(Excerpted data):
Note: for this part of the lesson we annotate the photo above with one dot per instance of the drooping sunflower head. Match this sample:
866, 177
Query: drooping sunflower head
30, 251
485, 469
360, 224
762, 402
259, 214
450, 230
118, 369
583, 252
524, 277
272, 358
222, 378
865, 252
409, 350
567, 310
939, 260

(Set exercise):
Recast every line of the records above as a Markdown table with the columns No. and Line, numbering the rows and omitting any blank lines.

(Response):
| No. | Line |
|---|---|
| 1 | Note: for this part of the lesson we annotate the photo above with one dot per instance of the drooping sunflower head. Match this sample: |
| 2 | 866, 177 |
| 3 | Query: drooping sunflower head |
| 4 | 30, 251 |
| 5 | 485, 469 |
| 6 | 360, 224 |
| 7 | 762, 402 |
| 8 | 259, 214 |
| 9 | 450, 230 |
| 10 | 118, 369 |
| 11 | 583, 252 |
| 12 | 524, 277 |
| 13 | 272, 358 |
| 14 | 222, 378 |
| 15 | 865, 252 |
| 16 | 409, 350 |
| 17 | 567, 310 |
| 18 | 939, 260 |